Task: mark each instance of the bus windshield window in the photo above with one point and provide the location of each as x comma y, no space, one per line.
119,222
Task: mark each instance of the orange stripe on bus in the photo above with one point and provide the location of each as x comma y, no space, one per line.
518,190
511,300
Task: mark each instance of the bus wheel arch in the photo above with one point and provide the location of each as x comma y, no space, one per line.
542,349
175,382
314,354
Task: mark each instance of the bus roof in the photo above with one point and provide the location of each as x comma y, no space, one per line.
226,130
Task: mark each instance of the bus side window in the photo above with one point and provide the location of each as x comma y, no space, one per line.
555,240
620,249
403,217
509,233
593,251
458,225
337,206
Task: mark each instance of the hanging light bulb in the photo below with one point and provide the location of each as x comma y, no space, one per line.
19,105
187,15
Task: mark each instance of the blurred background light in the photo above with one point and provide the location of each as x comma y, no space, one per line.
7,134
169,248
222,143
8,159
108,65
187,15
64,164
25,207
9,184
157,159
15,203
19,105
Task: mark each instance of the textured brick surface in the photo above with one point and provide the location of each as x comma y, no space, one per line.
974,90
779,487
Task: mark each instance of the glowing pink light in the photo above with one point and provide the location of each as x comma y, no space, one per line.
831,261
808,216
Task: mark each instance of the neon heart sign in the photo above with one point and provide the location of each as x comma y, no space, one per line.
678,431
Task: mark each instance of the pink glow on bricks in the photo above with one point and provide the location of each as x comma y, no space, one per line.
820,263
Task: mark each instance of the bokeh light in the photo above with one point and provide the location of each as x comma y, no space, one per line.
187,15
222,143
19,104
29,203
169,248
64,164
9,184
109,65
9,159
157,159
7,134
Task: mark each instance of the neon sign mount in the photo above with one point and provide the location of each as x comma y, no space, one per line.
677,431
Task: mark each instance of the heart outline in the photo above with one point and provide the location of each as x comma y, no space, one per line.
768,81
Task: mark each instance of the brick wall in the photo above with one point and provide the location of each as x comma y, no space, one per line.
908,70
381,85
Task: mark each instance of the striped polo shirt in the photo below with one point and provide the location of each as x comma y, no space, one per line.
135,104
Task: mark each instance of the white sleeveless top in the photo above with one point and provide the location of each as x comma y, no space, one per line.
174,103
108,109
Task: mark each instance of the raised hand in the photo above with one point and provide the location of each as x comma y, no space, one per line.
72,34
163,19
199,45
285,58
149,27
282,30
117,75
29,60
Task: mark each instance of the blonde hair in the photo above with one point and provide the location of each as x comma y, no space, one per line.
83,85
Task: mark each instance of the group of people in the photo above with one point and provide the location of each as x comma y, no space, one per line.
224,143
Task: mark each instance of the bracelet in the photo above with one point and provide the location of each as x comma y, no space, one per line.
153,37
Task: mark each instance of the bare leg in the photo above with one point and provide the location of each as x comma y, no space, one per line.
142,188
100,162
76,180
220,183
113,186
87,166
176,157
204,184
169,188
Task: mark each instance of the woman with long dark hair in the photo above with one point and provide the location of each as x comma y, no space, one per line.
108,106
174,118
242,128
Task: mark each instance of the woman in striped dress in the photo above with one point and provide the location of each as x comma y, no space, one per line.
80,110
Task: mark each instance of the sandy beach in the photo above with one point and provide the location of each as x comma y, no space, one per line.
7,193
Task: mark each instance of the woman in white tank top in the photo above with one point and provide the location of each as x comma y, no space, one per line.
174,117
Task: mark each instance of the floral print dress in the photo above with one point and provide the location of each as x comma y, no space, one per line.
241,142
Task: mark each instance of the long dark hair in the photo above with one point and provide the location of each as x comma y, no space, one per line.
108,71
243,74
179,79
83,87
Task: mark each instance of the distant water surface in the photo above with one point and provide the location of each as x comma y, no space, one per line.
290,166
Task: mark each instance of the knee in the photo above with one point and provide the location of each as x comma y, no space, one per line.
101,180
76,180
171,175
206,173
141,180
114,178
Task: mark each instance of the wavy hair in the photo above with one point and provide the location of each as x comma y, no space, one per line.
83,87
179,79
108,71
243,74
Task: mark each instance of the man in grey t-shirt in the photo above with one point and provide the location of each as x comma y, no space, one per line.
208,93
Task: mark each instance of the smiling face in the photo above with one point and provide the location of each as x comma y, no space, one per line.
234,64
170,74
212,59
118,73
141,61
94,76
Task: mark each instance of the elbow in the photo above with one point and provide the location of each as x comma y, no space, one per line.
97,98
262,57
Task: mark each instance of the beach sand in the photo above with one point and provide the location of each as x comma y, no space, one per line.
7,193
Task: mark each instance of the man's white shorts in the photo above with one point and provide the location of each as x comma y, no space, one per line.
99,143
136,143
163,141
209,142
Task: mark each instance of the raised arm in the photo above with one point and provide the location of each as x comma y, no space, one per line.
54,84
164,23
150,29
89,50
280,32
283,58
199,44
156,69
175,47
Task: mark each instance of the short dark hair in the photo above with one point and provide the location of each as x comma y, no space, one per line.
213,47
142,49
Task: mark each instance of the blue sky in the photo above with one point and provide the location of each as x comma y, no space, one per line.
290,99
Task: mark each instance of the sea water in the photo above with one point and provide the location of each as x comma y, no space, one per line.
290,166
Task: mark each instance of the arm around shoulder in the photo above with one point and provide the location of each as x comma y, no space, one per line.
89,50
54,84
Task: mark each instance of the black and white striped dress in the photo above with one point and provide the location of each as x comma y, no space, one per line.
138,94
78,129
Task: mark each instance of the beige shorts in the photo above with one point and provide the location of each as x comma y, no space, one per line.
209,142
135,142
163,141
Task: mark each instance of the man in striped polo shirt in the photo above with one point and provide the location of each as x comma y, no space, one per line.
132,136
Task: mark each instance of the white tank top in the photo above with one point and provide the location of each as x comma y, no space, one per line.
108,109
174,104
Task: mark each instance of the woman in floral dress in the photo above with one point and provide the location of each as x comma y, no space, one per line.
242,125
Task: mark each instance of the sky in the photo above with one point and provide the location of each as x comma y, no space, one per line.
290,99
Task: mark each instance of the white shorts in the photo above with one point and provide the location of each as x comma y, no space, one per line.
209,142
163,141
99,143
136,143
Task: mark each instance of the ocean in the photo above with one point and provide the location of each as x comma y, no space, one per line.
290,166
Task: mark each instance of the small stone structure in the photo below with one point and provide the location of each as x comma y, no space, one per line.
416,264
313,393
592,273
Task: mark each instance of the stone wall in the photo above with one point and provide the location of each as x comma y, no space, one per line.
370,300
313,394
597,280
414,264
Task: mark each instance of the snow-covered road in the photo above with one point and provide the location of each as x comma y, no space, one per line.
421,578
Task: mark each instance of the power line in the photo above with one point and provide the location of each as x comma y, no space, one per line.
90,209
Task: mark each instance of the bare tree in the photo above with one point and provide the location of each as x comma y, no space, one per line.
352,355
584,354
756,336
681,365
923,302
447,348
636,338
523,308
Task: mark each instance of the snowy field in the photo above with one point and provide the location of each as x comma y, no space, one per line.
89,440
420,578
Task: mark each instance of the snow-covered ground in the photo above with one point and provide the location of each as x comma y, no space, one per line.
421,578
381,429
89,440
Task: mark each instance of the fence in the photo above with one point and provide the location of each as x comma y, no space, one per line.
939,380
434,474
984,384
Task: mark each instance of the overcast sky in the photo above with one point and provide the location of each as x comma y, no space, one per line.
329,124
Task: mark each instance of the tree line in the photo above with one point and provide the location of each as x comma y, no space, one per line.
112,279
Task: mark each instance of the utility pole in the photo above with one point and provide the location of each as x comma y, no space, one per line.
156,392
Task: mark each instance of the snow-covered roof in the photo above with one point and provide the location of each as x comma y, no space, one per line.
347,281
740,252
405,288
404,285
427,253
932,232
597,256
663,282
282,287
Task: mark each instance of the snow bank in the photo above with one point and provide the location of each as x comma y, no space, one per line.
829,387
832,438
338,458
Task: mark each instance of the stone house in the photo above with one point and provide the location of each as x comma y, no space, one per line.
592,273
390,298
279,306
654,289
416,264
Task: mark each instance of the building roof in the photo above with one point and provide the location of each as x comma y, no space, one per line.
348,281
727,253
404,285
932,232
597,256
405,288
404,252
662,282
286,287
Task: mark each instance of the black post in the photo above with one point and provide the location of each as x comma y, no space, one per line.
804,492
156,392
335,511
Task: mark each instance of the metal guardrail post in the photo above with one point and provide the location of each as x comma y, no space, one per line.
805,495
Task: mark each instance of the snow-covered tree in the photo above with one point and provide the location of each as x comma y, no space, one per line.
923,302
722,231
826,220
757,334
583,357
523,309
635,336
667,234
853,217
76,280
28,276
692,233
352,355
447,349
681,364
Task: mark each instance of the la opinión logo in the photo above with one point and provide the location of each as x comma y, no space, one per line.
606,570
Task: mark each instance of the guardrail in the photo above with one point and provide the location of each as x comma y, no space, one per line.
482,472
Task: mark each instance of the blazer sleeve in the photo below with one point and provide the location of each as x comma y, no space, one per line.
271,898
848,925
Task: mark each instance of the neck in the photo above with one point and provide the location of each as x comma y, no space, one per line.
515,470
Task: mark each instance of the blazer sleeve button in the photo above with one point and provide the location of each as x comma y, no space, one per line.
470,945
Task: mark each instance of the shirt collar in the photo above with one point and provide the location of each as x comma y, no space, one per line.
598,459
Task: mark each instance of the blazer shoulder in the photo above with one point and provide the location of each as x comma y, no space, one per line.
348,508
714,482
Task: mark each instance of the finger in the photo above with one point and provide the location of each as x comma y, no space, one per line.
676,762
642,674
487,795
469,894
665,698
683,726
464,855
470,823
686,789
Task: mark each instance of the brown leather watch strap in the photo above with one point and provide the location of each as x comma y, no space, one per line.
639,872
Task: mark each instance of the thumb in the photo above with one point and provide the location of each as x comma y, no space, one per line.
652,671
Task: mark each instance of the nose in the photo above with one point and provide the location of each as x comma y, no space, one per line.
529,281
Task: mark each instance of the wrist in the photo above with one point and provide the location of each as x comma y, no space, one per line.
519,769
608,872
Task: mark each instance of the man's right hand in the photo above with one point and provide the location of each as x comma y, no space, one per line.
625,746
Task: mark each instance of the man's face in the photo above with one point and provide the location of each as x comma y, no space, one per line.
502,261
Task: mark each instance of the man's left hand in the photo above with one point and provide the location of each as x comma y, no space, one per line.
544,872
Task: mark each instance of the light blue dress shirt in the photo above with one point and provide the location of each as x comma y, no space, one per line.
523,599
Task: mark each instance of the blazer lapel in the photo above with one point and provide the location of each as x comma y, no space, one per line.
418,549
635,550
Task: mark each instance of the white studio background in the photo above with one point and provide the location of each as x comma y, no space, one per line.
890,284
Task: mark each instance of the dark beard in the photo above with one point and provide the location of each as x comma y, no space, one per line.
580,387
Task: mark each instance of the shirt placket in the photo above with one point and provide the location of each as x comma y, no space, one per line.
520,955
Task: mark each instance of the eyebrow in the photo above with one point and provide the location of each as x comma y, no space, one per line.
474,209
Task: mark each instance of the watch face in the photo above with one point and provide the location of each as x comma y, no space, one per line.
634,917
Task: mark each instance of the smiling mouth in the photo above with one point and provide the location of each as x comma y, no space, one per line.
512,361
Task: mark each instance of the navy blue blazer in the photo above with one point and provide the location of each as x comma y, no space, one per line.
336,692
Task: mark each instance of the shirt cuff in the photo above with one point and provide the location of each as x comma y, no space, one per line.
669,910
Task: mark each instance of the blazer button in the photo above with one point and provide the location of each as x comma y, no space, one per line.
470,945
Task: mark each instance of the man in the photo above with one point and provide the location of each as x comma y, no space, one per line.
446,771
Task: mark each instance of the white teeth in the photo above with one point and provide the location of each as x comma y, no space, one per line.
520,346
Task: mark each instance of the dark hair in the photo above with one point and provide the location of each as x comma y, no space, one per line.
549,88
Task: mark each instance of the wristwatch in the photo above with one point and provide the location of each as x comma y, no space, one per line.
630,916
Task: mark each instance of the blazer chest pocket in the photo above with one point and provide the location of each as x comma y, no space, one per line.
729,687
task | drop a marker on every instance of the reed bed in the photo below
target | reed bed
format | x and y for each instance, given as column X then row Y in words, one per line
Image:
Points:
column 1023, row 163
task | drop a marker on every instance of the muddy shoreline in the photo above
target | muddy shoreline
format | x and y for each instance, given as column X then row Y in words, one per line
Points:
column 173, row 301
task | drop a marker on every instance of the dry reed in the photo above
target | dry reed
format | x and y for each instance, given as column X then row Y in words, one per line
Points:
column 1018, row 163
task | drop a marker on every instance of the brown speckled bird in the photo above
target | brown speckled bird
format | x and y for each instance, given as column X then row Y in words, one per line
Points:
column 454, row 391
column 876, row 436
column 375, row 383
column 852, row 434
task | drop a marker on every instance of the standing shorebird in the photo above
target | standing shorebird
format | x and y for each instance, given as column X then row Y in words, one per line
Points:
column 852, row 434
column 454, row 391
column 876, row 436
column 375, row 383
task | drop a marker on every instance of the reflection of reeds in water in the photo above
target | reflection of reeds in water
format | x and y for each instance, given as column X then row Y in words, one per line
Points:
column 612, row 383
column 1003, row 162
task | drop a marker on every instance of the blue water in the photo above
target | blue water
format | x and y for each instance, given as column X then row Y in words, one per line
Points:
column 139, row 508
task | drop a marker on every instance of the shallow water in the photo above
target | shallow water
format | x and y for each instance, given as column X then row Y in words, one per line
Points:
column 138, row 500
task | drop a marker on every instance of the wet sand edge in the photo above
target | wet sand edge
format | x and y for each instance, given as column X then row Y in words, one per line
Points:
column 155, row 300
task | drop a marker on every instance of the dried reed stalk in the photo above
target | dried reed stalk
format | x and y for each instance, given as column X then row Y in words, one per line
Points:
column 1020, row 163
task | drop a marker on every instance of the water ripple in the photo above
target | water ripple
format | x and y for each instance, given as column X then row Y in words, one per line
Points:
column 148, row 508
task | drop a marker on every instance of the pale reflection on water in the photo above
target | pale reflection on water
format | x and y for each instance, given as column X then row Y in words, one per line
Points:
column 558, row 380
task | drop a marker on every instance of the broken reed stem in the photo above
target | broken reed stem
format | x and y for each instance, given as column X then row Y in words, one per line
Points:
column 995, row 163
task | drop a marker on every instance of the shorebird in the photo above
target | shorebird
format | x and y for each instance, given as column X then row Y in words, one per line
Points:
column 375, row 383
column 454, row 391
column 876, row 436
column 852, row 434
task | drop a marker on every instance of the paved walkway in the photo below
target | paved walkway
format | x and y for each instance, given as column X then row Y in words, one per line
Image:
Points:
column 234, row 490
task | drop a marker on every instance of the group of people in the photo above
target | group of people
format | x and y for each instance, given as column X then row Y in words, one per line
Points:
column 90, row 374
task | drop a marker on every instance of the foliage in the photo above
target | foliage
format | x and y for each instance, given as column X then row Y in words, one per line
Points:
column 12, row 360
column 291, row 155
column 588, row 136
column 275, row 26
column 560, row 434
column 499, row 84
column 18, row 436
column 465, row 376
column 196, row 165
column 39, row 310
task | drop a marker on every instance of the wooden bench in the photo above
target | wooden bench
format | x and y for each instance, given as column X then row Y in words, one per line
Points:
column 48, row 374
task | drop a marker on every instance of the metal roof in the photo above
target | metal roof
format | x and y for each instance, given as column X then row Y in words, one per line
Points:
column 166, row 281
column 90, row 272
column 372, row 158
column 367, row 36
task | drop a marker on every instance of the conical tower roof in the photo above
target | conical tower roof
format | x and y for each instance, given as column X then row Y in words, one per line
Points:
+--
- [WHAT NEEDS TO BE DONE]: Return the lines above, from the one containing "task | drop a marker on every instance of the paved" to the end, exactly as they stand.

- [RESPONSE TO THIS TASK]:
task | drop a marker on every instance of the paved walkway in the photo below
target | paved walkway
format | x and y for each instance, given as column X then row Y in words, one per line
Image:
Points:
column 234, row 490
task | drop a marker on every instance of the group of people in the photo above
target | group of people
format | x and y for each instance, given as column X then row Y in words, one per line
Points:
column 90, row 374
task | drop a marker on every instance of the foliage in the photo above
target | foliage
format | x and y for each instance, given as column X then row Y in words, one per line
Points:
column 12, row 360
column 291, row 155
column 588, row 136
column 275, row 26
column 560, row 434
column 499, row 84
column 18, row 436
column 465, row 376
column 196, row 165
column 39, row 310
task | drop a marker on every instance of the wooden bench in the photo above
target | wooden bench
format | x and y for each instance, given as column X then row Y in words, one per line
Points:
column 48, row 374
task | drop a marker on every instance of the metal roof in the photo above
target | metal roof
format | x and y for each instance, given as column X then row Y in words, one per line
Points:
column 166, row 281
column 90, row 272
column 372, row 158
column 367, row 36
task | drop a marker on every instance of the conical tower roof in the photo above
target | conical tower roof
format | x and y for each instance, given as column X then row Y in words, one per line
Points:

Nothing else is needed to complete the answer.